INFORMATION GIVEN START
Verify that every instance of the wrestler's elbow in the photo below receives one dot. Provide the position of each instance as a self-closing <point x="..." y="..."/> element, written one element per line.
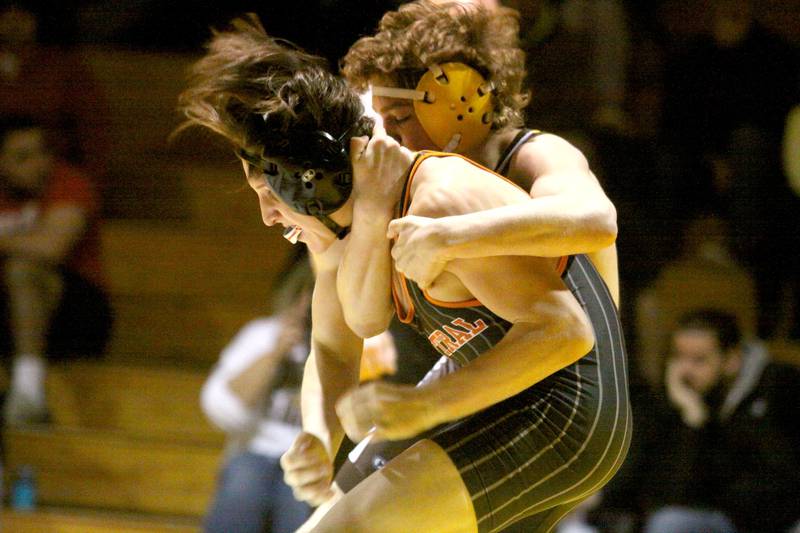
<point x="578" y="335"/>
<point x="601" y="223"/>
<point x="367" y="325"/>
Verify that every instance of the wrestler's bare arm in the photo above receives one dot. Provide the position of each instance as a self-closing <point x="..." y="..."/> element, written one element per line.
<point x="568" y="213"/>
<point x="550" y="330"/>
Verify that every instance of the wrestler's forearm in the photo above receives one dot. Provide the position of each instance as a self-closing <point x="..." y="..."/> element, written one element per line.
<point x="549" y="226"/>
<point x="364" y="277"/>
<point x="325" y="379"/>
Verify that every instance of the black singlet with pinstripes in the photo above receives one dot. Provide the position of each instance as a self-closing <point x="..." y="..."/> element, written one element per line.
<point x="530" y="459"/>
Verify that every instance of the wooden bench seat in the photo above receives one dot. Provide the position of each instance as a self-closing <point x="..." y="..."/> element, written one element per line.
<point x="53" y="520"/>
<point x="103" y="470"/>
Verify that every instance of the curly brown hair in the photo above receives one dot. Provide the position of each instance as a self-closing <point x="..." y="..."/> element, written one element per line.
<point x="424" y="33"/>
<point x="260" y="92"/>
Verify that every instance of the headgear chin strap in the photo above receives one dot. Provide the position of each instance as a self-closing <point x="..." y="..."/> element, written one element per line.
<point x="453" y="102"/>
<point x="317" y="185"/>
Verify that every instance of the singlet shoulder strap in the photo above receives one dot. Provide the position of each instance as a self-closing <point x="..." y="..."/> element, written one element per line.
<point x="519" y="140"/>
INFORMATION GIVEN END
» **TASK GOAL**
No picture should be included when the data are set down again exactly.

» **TASK SOLUTION**
Verify that every instance of the wrestler's elbow in the photo below receives one dot. Provide the position of each instance as a self-closing <point x="..." y="..."/> element, written one element per line.
<point x="578" y="335"/>
<point x="601" y="223"/>
<point x="367" y="325"/>
Verify that every instance of the wrestler's bare arm in the photo above receives one dot. Provide the position of each instance as a self-closing <point x="..." y="..."/> element, written one element per line.
<point x="568" y="213"/>
<point x="550" y="330"/>
Verify that every instance of the wrestler's forearm in the photo above receives one dot. Provide the position of each instance as a self-closing <point x="..." y="..."/> element, written one element per line.
<point x="549" y="226"/>
<point x="364" y="277"/>
<point x="325" y="379"/>
Verify that every instance of the black singlet with pinstripes in the photo above receives one dot. Provide the position of each instance as a self-closing <point x="..." y="..."/> element, written one element per line.
<point x="530" y="459"/>
Verify that every instance of the wooden bench seat in the photo above receives one dot. Provide the position of each instance as a self-closing <point x="..." y="..."/> element, written one element per line.
<point x="53" y="520"/>
<point x="103" y="470"/>
Verify that every instance of the curly brown hair in the photo above receives one dot. Provide the position of each instance as a self-closing <point x="..." y="..."/> element, written one element per line.
<point x="424" y="33"/>
<point x="260" y="92"/>
Verify that every instance of the headgear chin strap in the photo above receives one dot. Provide the position of each instance as a self-closing <point x="..." y="..."/> element, written one element per line.
<point x="453" y="102"/>
<point x="317" y="185"/>
Verify that every instance of the singlet shoulder strap in the photo above receives one dot. Provide the position of each instance as a self-closing <point x="..." y="..."/> element, written one element per line.
<point x="519" y="140"/>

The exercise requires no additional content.